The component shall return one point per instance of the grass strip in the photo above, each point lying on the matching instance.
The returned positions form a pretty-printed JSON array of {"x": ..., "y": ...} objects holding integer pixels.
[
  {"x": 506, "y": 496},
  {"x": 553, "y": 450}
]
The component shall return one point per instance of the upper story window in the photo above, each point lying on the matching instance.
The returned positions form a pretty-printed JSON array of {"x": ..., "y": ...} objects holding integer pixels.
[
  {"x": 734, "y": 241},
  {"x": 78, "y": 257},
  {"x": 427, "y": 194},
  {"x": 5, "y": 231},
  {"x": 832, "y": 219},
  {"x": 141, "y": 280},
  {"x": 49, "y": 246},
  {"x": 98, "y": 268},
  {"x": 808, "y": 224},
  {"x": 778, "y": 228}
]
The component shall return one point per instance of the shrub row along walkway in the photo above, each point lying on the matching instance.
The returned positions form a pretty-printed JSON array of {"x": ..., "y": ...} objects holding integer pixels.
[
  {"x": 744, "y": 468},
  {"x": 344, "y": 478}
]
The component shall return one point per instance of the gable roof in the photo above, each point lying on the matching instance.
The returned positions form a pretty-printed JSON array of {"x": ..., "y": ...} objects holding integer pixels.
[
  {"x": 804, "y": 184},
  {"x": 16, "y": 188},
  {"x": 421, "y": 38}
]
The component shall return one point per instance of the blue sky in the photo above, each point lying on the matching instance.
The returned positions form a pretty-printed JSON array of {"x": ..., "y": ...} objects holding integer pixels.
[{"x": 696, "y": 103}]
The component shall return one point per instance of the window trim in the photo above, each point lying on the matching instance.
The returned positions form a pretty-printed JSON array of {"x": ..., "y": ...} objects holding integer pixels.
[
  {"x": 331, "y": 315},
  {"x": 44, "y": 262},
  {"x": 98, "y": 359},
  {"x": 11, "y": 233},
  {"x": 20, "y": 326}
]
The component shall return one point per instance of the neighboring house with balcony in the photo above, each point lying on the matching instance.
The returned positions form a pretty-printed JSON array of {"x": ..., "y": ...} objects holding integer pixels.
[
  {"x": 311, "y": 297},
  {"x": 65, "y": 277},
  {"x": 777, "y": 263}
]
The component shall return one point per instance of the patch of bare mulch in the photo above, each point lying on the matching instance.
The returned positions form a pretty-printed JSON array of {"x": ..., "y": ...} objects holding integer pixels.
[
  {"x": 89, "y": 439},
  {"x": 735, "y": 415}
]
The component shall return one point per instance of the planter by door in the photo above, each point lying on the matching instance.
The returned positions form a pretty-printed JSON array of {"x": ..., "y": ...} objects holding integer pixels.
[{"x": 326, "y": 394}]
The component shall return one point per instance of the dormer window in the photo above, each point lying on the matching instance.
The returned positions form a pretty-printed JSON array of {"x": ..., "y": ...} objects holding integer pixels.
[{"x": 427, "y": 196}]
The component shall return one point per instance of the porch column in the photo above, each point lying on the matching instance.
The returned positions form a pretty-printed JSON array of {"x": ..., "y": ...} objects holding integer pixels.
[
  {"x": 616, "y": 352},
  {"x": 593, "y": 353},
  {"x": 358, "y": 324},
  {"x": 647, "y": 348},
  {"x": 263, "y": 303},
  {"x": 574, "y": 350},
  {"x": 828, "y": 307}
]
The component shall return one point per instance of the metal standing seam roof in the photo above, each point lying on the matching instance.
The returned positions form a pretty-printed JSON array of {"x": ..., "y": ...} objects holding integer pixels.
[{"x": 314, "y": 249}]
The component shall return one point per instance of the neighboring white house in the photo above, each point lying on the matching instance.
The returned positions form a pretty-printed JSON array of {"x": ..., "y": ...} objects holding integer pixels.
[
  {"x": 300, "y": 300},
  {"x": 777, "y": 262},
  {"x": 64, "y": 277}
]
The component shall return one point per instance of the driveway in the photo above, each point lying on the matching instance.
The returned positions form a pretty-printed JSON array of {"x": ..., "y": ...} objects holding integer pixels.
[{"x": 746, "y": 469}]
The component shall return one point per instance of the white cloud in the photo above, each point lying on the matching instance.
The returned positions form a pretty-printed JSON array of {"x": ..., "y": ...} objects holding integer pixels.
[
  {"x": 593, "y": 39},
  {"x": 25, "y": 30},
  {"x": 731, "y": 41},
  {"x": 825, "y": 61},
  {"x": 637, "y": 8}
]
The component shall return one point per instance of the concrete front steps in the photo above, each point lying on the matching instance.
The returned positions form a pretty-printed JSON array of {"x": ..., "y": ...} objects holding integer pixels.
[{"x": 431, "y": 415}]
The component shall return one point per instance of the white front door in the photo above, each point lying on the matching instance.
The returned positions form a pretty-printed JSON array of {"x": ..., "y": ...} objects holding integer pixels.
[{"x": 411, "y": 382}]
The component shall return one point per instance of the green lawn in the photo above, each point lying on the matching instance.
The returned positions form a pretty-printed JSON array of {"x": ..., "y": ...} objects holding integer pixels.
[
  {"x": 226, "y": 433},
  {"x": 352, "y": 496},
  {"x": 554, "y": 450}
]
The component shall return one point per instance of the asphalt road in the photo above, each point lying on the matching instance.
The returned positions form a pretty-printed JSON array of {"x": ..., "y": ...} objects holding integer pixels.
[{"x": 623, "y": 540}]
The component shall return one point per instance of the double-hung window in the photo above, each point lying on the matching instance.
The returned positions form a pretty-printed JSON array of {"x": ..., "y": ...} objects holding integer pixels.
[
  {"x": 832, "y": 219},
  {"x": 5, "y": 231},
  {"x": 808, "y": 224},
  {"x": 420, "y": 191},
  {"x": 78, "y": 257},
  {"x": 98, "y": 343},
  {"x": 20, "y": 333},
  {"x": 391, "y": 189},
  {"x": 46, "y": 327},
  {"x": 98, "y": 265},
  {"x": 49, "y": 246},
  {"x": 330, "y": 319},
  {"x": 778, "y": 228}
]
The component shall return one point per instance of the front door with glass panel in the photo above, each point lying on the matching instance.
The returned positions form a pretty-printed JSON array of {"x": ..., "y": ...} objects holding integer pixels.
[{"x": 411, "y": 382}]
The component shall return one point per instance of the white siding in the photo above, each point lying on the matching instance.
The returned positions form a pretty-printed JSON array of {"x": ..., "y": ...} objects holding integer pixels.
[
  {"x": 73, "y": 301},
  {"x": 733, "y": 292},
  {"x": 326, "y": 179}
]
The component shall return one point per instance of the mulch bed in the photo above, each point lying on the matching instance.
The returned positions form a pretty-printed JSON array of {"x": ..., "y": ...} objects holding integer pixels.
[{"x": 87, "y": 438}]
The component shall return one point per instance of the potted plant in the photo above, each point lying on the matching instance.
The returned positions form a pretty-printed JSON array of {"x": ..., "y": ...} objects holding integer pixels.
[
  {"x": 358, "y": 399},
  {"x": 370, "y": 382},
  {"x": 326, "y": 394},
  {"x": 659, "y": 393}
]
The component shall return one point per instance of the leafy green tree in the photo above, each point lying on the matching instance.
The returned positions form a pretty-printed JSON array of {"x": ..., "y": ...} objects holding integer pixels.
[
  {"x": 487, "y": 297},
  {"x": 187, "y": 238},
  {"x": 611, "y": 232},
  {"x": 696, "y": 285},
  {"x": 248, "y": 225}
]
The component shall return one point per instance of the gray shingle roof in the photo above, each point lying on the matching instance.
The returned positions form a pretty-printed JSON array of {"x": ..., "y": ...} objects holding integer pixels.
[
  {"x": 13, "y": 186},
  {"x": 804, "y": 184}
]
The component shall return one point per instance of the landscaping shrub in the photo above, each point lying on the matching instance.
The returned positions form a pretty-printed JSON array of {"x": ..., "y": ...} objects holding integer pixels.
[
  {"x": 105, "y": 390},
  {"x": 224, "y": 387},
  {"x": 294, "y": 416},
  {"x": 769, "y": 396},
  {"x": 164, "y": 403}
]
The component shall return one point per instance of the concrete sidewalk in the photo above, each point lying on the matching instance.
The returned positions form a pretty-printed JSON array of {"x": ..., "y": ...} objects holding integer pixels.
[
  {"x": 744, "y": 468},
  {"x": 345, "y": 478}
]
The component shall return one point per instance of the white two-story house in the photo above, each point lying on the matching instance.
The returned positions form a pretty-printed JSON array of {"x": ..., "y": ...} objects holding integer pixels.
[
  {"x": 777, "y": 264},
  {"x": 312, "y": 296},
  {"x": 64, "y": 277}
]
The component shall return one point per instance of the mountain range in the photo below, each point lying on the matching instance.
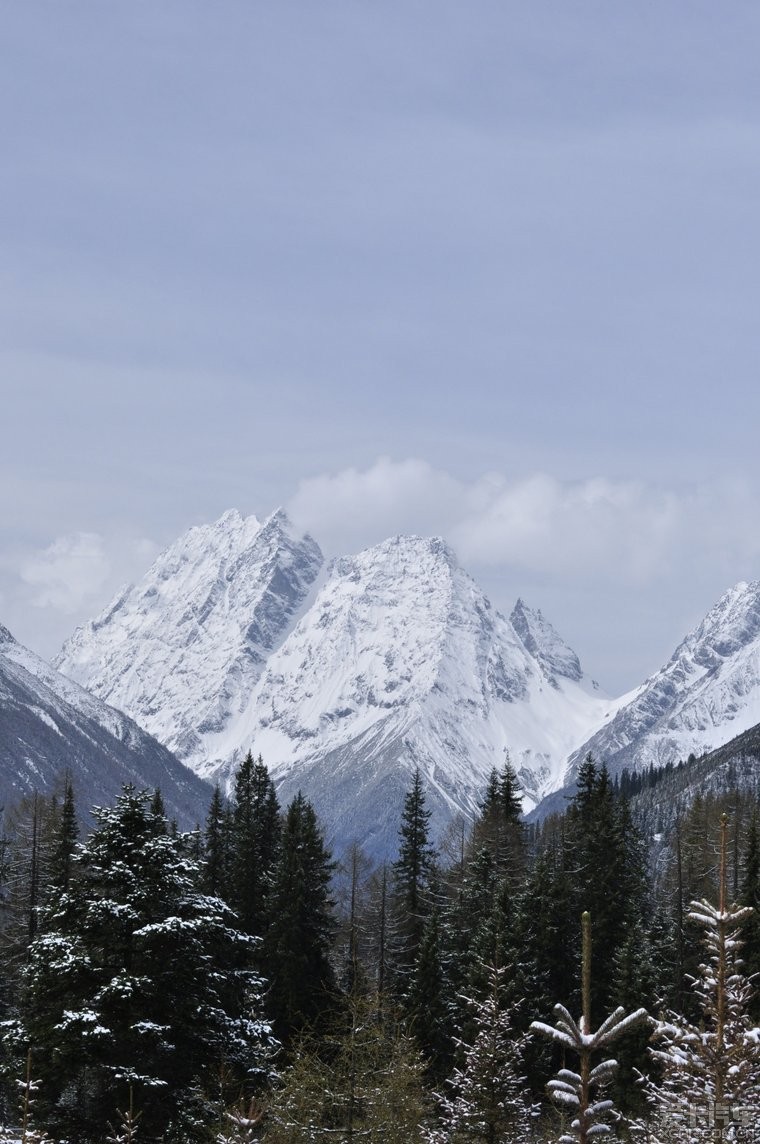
*****
Finde alle Zeilen oben, in denen das Wort „mulch“ vorkommt, und schreib sie unverändert ab. Achte dabei auf Groß- und Kleinschreibung.

The component shall return one point per instance of the patch of bare mulch in the photo above, each point lying on the matching instance.
The component shall return one point per instance of the mulch bed in the photo above, each point lying on the matching instance.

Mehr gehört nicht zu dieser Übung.